## SUPPLIED PASSAGE
=== Begin Enclosure ===

Three indicted on charges relating to 2011 fight
Three Belen men were indicted on aggravated battery and false imprisonment charges following a 2011 fight with the caretaker of the Belen Skate Park.
Zack Meyer, Alexander Meyer and Thomas Steidley were indicted after the August 2011 fight where Joe Saiz, the caretaker of the park and a Belen Fire Department captain, told police he was battered by the men, according to a police report.
Saiz told police he was attacked by all three men after he told them to leave the park that night, the report said.
The caretaker told police he asked the men to leave after Alexander Meyer became "verbally abusive" towards him, according to the report. The caretaker approached the man to ask him to remove his vehicle from the skating area.
The report said Alexander Meyer threw a punch at Saiz, who was in the process of taking a picture of the man's license plate. Shortly after, all three came "rushing at him" and Zack Meyer and Steidley grabbed his arms.

=== End Enclosure ===

## DATA TO EXAMINE
=== Begin Enclosure ===

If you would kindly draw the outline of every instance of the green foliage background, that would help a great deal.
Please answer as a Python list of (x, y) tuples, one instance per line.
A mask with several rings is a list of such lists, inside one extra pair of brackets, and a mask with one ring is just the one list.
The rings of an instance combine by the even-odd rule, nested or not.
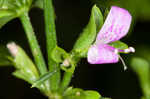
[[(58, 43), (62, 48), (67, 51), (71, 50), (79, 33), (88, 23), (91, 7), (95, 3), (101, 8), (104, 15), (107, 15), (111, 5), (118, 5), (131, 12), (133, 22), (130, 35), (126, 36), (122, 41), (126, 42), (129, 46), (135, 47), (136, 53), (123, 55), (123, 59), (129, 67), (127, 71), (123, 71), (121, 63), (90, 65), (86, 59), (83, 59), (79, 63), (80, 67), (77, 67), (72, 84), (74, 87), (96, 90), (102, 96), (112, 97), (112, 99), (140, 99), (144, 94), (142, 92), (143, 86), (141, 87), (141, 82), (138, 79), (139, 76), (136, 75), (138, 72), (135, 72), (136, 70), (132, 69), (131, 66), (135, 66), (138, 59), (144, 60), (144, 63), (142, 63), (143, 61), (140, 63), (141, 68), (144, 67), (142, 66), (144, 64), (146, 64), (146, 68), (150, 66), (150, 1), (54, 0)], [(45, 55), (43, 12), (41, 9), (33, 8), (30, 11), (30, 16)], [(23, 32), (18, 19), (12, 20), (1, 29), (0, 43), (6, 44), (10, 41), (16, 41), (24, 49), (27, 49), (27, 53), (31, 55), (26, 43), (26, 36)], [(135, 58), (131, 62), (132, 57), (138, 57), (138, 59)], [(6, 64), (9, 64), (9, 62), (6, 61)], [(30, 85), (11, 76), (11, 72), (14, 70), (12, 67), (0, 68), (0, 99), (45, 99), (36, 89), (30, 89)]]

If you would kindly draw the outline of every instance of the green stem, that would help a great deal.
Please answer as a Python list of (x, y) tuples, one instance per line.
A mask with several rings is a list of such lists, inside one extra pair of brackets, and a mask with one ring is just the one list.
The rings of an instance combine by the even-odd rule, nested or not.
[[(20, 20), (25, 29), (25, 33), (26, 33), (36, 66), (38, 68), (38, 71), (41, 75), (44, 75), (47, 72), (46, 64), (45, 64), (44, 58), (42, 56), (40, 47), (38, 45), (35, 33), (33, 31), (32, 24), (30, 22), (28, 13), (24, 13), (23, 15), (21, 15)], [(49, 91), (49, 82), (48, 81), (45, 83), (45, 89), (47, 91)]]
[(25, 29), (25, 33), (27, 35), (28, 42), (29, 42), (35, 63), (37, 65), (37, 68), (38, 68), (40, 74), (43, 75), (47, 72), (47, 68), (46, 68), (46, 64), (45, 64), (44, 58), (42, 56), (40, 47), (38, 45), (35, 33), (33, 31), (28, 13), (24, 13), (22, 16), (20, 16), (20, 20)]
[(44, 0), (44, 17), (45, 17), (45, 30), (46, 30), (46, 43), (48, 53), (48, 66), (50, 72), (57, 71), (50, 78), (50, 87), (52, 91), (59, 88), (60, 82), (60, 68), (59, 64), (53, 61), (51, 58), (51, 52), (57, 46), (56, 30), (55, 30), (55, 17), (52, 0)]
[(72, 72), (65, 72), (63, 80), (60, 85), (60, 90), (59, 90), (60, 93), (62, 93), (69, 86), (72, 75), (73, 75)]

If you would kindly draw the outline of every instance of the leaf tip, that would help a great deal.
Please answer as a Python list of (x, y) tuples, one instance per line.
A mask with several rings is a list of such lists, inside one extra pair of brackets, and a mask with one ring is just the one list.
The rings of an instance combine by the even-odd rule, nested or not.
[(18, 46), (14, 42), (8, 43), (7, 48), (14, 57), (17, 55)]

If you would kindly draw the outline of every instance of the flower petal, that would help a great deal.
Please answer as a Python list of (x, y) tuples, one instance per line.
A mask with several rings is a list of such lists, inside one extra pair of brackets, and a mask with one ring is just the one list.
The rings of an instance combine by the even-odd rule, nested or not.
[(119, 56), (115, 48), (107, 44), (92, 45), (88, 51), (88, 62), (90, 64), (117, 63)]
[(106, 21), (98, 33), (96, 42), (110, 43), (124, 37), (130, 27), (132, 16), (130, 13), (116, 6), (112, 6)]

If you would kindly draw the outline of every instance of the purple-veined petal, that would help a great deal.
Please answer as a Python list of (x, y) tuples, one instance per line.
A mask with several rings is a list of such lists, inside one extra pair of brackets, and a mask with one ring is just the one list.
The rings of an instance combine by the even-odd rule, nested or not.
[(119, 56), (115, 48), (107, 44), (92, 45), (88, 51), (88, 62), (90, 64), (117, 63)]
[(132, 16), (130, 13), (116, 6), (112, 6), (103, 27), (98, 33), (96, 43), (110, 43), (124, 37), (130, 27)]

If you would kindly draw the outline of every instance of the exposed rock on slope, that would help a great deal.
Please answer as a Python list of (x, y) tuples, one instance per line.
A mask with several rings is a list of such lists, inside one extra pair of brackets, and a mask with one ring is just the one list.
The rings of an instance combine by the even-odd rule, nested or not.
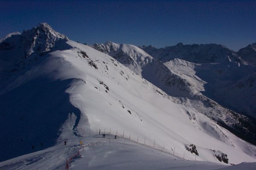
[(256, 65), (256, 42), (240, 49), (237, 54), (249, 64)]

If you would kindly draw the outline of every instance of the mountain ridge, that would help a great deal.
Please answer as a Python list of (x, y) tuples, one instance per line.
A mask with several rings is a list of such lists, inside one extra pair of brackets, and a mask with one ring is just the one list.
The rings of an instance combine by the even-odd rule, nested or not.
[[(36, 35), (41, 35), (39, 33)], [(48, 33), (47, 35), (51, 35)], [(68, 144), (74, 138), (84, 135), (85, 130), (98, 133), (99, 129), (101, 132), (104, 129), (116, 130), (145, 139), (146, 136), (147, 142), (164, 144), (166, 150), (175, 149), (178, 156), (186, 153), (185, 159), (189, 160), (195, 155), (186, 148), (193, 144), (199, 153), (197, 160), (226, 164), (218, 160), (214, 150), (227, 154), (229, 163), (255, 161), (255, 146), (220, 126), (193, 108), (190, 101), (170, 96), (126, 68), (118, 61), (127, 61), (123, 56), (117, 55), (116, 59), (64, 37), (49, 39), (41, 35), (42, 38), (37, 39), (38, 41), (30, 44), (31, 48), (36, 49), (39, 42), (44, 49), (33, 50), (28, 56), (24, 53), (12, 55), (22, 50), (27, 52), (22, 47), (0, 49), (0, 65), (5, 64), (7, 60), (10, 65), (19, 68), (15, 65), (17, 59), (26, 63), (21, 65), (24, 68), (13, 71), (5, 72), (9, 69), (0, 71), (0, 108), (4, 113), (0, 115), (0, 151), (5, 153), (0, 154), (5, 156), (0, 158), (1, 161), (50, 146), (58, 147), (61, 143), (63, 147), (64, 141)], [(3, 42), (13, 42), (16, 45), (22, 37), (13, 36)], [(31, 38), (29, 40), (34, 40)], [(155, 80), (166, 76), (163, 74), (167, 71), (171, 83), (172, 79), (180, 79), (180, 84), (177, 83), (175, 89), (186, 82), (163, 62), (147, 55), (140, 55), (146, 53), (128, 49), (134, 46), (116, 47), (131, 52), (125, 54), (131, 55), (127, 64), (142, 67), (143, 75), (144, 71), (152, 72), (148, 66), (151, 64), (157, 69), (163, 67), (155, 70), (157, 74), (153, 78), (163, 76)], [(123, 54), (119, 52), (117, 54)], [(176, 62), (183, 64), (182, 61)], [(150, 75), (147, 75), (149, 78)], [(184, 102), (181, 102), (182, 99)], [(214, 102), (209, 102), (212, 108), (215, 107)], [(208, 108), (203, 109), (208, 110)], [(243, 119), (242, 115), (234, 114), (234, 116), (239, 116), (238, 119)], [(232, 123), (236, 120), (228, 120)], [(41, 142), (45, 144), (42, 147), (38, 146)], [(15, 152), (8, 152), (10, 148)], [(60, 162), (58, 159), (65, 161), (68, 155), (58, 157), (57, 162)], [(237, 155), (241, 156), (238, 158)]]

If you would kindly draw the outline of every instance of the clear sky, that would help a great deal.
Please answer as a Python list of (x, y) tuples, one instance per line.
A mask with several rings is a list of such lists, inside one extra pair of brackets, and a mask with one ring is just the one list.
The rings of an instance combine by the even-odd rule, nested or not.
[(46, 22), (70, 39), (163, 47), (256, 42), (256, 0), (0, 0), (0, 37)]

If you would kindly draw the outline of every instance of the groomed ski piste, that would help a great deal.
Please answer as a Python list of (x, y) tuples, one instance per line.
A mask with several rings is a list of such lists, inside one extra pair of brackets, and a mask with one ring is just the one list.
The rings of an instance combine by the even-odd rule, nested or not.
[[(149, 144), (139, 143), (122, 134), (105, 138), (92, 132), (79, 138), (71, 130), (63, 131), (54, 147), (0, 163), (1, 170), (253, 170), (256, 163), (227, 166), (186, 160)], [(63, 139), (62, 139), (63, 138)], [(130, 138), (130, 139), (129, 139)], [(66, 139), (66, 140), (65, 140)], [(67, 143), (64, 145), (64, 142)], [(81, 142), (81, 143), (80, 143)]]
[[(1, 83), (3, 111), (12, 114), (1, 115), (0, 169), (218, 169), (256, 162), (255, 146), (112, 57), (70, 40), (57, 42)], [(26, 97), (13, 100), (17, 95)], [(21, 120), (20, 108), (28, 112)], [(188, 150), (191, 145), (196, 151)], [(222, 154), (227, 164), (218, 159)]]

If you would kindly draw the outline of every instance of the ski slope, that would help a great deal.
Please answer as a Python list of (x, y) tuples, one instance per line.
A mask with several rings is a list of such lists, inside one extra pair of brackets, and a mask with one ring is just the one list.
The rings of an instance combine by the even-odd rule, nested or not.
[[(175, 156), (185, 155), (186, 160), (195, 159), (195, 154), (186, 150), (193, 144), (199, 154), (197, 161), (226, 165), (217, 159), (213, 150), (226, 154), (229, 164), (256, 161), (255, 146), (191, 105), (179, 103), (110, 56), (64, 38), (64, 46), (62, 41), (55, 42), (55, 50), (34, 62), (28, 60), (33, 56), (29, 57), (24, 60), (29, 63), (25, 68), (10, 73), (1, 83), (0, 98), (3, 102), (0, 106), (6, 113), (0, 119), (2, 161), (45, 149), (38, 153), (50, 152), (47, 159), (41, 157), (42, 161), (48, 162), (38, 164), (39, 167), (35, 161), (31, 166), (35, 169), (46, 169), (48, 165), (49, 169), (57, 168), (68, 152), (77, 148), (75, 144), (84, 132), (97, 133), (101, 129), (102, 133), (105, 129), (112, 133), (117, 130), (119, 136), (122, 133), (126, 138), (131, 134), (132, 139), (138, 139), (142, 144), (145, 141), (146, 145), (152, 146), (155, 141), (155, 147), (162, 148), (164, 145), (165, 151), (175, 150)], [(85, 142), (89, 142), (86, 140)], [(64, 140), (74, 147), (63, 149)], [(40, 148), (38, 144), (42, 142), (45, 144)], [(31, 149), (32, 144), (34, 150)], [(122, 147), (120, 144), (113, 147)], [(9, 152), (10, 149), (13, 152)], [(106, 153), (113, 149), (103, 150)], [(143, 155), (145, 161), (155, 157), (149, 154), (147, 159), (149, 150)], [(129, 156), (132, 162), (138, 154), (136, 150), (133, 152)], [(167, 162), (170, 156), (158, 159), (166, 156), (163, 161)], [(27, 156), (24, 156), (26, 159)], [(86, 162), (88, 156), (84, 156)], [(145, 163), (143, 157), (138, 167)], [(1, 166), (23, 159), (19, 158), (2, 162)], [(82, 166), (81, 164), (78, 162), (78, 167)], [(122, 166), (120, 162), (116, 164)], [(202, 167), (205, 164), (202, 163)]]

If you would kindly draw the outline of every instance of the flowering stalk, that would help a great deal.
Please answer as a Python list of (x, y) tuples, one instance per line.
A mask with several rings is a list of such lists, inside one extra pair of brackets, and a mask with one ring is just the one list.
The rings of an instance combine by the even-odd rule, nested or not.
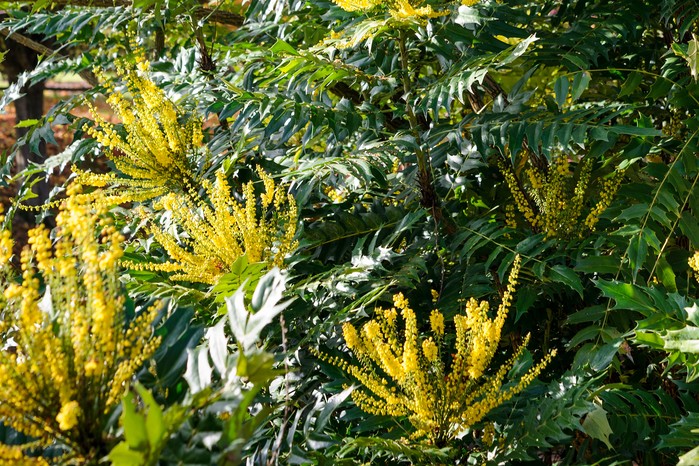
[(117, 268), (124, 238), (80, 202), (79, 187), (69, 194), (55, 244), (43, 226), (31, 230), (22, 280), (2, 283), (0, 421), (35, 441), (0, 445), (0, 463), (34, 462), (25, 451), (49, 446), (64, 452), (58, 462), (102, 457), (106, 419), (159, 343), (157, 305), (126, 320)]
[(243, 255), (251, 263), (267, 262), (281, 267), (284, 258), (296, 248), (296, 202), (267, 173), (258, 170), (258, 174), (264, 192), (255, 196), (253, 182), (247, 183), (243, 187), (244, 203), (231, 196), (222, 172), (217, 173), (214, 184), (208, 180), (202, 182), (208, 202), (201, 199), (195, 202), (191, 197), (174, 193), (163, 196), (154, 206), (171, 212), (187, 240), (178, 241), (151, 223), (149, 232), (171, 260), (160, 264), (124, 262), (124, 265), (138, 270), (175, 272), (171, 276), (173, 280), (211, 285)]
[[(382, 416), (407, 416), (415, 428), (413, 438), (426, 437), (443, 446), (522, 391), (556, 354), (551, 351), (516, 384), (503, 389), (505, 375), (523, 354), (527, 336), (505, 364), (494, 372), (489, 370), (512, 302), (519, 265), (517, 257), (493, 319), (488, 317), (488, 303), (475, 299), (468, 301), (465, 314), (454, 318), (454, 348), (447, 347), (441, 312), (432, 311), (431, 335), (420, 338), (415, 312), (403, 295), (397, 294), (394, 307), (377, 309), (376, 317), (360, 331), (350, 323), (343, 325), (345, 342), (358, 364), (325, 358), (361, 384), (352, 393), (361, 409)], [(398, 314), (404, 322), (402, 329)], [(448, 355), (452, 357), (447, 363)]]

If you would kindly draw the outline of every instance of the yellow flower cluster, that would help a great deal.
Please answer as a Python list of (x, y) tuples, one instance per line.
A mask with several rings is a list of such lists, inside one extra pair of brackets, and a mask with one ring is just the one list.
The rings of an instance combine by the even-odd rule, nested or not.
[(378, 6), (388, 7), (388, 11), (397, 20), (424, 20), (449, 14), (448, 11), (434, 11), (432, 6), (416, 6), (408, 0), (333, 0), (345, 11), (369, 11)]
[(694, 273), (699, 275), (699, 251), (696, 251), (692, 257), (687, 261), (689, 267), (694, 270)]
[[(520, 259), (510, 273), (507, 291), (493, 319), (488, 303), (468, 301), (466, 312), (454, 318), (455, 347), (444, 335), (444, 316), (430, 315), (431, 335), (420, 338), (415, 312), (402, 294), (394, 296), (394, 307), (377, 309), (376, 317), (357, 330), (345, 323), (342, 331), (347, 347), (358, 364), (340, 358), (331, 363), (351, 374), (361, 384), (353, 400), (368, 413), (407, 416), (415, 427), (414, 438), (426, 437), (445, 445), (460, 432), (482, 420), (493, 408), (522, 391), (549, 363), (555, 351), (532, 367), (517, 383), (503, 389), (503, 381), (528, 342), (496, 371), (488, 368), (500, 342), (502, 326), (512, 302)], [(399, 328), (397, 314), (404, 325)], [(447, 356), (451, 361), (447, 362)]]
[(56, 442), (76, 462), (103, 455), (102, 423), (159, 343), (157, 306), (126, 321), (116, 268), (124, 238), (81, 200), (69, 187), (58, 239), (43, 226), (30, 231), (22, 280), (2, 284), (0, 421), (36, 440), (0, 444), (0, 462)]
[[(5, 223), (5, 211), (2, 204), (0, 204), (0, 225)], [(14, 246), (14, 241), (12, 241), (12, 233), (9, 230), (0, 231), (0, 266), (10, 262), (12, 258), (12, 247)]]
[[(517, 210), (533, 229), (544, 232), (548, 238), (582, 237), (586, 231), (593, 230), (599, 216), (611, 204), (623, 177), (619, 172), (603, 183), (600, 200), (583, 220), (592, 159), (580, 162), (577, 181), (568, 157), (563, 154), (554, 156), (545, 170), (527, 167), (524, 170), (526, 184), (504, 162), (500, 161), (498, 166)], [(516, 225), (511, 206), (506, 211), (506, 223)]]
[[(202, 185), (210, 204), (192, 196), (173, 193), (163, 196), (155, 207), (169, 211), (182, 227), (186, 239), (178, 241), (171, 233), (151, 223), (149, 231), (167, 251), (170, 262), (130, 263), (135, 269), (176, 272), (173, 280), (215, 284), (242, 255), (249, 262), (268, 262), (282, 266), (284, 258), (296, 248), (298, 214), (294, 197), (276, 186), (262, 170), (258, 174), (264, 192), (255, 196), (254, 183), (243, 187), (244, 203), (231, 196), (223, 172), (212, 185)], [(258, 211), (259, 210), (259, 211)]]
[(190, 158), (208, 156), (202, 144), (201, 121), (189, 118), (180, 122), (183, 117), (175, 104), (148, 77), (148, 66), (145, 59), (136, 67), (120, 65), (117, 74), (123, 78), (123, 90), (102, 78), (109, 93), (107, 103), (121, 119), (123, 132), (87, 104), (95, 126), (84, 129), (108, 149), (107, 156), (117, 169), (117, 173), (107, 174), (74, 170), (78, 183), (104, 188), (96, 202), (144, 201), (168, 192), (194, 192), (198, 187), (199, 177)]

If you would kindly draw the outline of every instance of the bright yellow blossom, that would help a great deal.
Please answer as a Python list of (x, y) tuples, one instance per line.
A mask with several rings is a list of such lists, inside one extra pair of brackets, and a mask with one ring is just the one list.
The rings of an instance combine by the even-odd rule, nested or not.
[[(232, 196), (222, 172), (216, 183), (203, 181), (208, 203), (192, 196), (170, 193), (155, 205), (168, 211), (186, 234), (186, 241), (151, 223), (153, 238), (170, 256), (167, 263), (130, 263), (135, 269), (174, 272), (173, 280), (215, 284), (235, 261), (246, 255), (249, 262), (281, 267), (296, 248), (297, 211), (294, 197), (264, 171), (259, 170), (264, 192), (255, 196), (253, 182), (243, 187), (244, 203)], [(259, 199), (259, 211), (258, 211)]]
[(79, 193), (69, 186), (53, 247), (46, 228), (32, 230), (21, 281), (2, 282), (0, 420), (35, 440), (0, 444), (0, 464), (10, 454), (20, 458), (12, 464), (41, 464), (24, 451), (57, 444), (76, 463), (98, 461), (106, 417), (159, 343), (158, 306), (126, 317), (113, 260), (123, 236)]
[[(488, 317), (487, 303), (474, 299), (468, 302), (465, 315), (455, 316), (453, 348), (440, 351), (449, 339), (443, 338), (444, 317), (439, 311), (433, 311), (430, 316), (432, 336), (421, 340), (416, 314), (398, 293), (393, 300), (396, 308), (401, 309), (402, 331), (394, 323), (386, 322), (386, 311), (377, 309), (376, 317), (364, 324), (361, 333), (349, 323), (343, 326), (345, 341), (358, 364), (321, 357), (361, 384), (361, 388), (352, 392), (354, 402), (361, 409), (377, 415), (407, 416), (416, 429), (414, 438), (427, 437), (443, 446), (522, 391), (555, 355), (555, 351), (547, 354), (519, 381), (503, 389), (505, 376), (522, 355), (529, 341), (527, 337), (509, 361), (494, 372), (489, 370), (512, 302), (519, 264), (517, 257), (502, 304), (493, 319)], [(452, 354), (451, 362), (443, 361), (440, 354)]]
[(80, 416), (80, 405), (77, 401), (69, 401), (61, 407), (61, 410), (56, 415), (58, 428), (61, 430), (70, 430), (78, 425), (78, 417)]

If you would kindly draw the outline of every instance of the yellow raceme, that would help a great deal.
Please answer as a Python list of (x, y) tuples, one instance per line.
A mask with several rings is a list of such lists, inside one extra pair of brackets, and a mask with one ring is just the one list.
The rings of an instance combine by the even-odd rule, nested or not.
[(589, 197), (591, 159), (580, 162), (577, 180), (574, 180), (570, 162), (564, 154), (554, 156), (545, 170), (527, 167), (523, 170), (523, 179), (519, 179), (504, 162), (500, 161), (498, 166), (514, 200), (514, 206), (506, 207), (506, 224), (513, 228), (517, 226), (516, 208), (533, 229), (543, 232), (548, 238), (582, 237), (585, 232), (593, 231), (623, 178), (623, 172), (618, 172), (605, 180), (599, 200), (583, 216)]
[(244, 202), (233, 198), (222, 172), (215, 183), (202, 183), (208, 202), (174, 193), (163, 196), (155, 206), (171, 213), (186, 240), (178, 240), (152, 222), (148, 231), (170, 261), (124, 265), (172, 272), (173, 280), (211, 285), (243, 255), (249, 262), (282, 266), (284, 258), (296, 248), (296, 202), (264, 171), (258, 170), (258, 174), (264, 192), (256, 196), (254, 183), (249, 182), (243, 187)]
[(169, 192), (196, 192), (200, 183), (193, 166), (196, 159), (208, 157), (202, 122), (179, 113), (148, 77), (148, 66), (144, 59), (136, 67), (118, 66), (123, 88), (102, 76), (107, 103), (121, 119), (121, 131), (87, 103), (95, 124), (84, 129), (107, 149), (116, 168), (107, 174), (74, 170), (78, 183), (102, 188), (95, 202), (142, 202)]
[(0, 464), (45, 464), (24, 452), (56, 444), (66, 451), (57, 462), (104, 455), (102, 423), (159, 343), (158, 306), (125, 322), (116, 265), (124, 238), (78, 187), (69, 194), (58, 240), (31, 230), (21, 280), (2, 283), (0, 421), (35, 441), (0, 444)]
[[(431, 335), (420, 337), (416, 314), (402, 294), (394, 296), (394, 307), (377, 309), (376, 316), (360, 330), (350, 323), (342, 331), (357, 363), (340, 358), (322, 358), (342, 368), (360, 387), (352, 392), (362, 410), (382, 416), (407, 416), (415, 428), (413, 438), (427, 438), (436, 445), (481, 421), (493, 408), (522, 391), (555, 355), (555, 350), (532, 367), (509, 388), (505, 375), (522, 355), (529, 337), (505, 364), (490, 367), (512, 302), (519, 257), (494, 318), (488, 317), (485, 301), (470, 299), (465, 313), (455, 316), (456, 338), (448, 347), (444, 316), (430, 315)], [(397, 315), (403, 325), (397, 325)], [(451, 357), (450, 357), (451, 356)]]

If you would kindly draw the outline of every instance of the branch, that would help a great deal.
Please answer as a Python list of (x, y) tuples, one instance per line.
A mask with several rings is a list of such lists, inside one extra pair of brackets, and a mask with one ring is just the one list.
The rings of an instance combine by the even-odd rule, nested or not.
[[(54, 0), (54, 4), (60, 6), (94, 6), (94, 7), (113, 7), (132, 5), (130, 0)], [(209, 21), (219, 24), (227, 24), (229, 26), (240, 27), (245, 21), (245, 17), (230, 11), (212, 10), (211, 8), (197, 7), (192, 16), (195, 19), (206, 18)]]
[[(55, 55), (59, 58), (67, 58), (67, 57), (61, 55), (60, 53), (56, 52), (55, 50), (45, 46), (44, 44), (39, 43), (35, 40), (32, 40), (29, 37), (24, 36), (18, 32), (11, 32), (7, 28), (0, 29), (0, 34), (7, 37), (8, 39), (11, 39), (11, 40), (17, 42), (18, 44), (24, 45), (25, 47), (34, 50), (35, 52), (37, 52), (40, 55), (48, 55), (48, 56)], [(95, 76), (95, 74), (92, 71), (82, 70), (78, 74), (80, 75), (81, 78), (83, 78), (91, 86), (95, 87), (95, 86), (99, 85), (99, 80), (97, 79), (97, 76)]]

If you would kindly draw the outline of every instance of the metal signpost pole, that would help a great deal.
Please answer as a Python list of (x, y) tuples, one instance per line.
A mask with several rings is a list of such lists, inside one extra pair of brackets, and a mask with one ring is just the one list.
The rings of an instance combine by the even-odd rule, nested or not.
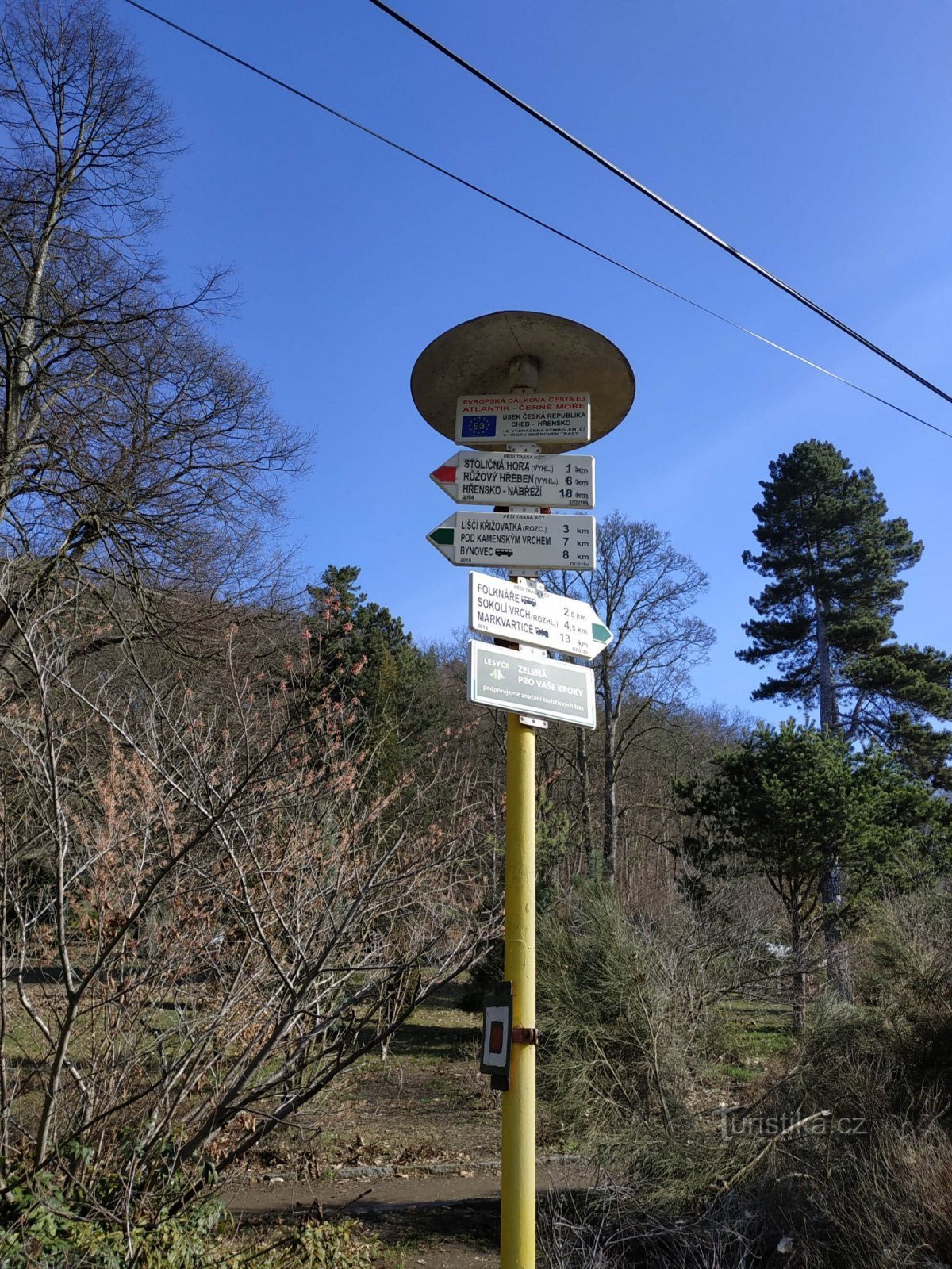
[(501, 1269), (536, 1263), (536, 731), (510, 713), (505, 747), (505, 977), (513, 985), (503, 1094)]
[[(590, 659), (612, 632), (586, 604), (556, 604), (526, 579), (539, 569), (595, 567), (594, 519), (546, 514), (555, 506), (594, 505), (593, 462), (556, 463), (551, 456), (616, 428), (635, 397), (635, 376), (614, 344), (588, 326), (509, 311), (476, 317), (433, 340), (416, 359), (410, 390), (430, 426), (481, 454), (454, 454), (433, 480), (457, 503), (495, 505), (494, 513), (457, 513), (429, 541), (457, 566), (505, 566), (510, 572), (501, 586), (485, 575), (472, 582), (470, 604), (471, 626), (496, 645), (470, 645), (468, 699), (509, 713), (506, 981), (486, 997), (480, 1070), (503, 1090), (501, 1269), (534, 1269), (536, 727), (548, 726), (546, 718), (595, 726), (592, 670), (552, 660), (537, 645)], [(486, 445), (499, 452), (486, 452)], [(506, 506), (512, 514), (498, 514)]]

=== End Enclosure ===

## TASKS TO CARRY OUT
- a) Do these statements agree with the article on the Belen Skate Park fight? For each, answer yes or no and quote the article's deciding words.
(i) Joe Saiz was a captain in the Belen Fire Department.
(ii) Saiz asked the men to leave before Alexander Meyer became verbally abusive toward him.
(iii) Thomas Steidley threw a punch at Saiz.
- b) Could you quote the article on the Belen Skate Park fight, everything from "Zack Meyer, Alexander" down to "the skating area."?

## RESULTS FOR EACH TASK
- a)
(i) Yes: "Joe Saiz, the caretaker of the park and a Belen Fire Department captain"
(ii) No: "he asked the men to leave after Alexander Meyer became "verbally abusive" towards him"
(iii) No: "Alexander Meyer threw a punch at Saiz"

- b)
Zack Meyer, Alexander Meyer and Thomas Steidley were indicted after the August 2011 fight where Joe Saiz, the caretaker of the park and a Belen Fire Department captain, told police he was battered by the men, according to a police report.
Saiz told police he was attacked by all three men after he told them to leave the park that night, the report said.
The caretaker told police he asked the men to leave after Alexander Meyer became "verbally abusive" towards him, according to the report. The caretaker approached the man to ask him to remove his vehicle from the skating area.